═════ Quoted text ═════
Increase (Decrease) in Tax From:

               

Allowable Depletion in Excess of Basis

    (60,224 )     (192,979 )

Dividend Received Deduction

    (4,443 )     (305 )

State Income Tax Provision/(Benefit)

    (1,633 )     784  

Other

    (53,909 )     13,050  

Income Tax Provision/(Benefit)

  $ (223,075 )   $ 387,880  

Effective Tax Rate

    46 %     14 %

 

Excess federal percentage depletion, which is limited to certain production volumes and by certain income levels, reduces estimated taxable income projected for any year. When a provision for income taxes is recorded, federal excess percentage depletion benefits decrease the effective tax rate. When a benefit for income taxes is recorded, federal excess percentage depletion benefits increase the effective tax rate. The benefit of federal excess percentage depletion is not directly related to the amount of pre-tax income recorded in a period. Accordingly, in periods where a recorded pre-tax income is relatively small or a pre-tax loss, the proportional effect of these items on the effective tax rate may be significant.
═════ Material supplied ═════
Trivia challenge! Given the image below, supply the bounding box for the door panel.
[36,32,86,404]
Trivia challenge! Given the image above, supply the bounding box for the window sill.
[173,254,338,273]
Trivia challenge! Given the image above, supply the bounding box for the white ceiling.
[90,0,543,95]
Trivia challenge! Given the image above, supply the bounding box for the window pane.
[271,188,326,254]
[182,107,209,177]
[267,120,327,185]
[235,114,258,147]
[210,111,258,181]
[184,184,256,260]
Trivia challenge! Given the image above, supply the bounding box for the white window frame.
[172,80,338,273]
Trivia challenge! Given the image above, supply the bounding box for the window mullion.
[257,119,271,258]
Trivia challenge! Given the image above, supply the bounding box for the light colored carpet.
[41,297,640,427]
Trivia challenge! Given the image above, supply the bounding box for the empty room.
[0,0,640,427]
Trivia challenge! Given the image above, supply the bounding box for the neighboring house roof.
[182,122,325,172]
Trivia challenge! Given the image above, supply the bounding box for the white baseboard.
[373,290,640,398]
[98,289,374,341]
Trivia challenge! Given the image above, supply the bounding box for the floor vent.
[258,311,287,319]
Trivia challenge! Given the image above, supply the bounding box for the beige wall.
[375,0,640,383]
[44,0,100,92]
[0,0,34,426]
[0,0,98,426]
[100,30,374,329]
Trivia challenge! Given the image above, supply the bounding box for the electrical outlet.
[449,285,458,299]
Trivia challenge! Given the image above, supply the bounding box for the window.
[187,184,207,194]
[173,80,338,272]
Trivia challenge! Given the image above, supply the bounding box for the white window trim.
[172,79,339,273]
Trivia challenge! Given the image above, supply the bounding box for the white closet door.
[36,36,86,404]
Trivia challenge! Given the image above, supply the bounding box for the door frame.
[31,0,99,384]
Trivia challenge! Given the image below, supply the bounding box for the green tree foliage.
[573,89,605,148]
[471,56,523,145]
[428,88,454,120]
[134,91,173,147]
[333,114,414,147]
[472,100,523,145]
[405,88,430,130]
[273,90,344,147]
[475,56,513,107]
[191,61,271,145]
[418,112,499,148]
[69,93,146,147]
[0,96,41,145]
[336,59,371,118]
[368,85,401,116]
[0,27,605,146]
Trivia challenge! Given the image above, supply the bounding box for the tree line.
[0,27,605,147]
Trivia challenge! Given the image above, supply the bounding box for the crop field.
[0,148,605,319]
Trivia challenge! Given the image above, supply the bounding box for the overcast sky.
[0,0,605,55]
═════
● **The tasks**:
1 – Decide whether each statement agrees with the income tax passage, answering yes or no and quoting the words from the passage that settle it: (a) Excess federal percentage depletion is limited to certain production volumes. (b) When a provision for income taxes is recorded, federal excess percentage depletion benefits increase the effective tax rate. (c) The benefit of federal excess percentage depletion is directly related to the amount of pre-tax income recorded in a period.
2 – Pick up the income tax passage after its final sentence and write the next part.
These records were taken from a different source than the income tax passage.

● **Answers given**:
1 –
(a) Yes: "which is limited to certain production volumes and by certain income levels"
(b) No: "When a provision for income taxes is recorded, federal excess percentage depletion benefits decrease the effective tax rate."
(c) No: "The benefit of federal excess percentage depletion is not directly related to the amount of pre-tax income recorded in a period."

2 –
 

27

 

 

Note 7 – EQUITY METHOD AND OTHER INVESTMENTS AND RELATED COMMITMENTS AND CONTINGENT LIABILITIES INCLUDING GUARANTEES

 

The Company’s Equity Method Investments include:

 

Broadway Sixty-Eight, LLC (“Broadway”), an Oklahoma limited liability company, with a 33% ownership. Broadway owns and operates an office building in Oklahoma City, Oklahoma. The Company leases its corporate office from Broadway on a month-to-month basis under the terms of the modified lease agreement. Rent expense for lease of the corporate office from Broadway was approximately $35,000 and $32,000 for 2019 and 2018, respectively. The Company’s investment in Broadway totaled $157,911 and $172,722 at December 31, 2019 and 2018, respectively.

 

Grand Woods Development, LLC (the “LLC”), an Oklahoma limited liability company, with a 47% ownership, was acquired in 2015. The LLC owns approximately 26.56 acres of undeveloped real estate in northeast Oklahoma City. The Company has guaranteed $1,200,000 of a $1,755,000 loan for which the proceeds were used to purchase a portion of the undeveloped real estate acreage. The loan matures October 31, 2020. The Company’s investment in the LLC totaled $316,384 and $438,303 at December 31, 2019 and 2018, respectively.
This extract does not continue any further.